*TASK GOAL:*
Please set out the lines below as a numbered list, omitting any blank ones and leaving the pictures out of your answer.

*GIVEN DATA:*
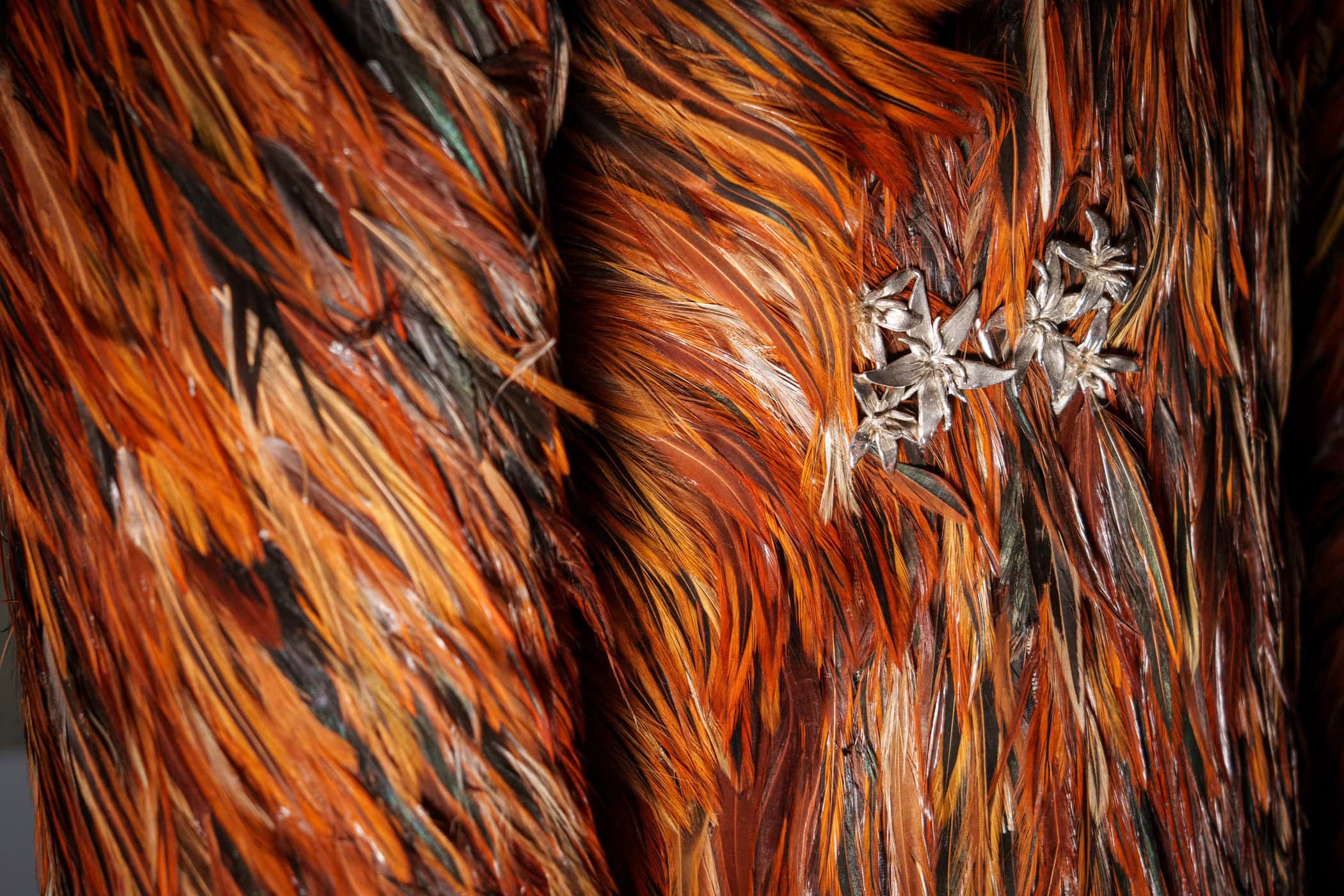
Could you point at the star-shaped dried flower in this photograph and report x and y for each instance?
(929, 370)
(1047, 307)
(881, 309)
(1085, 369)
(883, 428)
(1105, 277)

*FINISHED TASK:*
1. Could you point at the star-shaped dried flower in this photograph and report x and y for each instance?
2. (929, 370)
3. (1047, 307)
4. (881, 309)
5. (1085, 369)
6. (883, 428)
7. (1105, 277)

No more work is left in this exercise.